Text excerpt:
• • •
Well-funded seed stage business is looking to hire exceptional Artificial Intelligence Researchers to work on its multi-modal foundational models. Aiming to improve the usability of AI models by breaking out of the text box and into human like interactions, this team is working at the leading edge of human computer interaction.
Currently the focus in on adding speech expertise to the research team. This could in in areas such as speech understanding, speaker diarization, text speech (TTS), speech synthesis, voice conversion, emotion detection, speech generation etc.
Role:
- Research multi-modal generative AI models to create more natural interactions with LLMs
- Train voice and vision models (currently in the pre-training stage)
• • •
Supplied data:

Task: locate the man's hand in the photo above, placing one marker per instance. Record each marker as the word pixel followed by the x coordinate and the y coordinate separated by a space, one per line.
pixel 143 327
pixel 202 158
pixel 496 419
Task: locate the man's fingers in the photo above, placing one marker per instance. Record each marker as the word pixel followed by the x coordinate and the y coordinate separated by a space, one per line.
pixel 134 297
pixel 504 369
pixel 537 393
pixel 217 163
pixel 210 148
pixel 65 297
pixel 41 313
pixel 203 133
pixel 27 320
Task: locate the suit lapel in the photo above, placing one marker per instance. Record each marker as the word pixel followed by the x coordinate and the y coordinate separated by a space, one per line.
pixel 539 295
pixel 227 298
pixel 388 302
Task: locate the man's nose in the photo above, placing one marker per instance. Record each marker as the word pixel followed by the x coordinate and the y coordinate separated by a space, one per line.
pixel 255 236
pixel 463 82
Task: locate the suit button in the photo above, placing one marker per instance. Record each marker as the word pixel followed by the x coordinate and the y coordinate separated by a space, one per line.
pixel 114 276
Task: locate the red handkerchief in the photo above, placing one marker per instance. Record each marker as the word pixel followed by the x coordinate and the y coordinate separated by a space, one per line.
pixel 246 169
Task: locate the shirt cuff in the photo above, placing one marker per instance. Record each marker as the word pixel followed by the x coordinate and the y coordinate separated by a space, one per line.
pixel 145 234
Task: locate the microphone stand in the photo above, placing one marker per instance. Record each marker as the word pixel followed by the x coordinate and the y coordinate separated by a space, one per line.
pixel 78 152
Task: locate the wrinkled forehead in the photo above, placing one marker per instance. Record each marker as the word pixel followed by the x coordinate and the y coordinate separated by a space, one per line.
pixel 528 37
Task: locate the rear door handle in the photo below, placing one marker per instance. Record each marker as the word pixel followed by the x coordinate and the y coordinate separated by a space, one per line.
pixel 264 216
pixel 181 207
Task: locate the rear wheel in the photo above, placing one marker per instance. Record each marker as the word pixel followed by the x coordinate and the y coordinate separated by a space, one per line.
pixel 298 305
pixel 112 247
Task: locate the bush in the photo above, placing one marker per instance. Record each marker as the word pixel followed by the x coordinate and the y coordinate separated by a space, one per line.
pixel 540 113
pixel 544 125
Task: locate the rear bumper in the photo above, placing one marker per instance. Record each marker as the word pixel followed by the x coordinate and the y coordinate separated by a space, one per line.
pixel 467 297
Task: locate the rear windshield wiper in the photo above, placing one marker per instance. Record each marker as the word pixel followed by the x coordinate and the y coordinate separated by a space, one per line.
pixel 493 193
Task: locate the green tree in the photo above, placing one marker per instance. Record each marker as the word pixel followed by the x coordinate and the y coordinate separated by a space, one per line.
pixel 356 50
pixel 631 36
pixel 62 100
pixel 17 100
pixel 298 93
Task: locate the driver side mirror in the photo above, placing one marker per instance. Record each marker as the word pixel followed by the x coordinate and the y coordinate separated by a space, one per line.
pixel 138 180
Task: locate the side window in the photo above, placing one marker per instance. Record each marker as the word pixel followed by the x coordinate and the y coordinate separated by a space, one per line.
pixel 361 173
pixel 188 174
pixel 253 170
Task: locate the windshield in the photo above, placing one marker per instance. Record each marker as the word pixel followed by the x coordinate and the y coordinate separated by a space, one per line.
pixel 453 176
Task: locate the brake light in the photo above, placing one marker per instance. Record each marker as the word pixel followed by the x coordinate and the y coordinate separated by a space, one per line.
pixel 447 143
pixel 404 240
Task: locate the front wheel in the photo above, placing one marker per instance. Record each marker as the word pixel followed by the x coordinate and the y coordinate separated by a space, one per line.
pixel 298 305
• • •
Questions to answer:
a) According to the AI researcher job posting, what stage are the voice and vision models currently in?
b) Extend the AI researcher job posting, picking up after its final line.
The listing comes from a source unrelated to the AI researcher job posting.

Results for each task:
a) They are currently in the pre-training stage.

b)
- Refine quality of models and improve efficiencies
Experience required:
- Very strong research background with multiple first author publications
- Experience with LLMs and Generative AI models on a foundational level
- Extensive knowledge of speech or vision models
- Expert with Python/PyTorch
This role would suit someone with a solid AI/ML background in a large organization who is now looking for a move to a start-up, or a recently graduated MSc or PhD candidates with very current experience in speech, vision, LLM research.
Salary for this is dependent on experience but to remain competitive will be in the range of $250k - $350k plus early-stage equity.
On-site in Seattle, remote considered if you can convince me they can't afford not to hire you.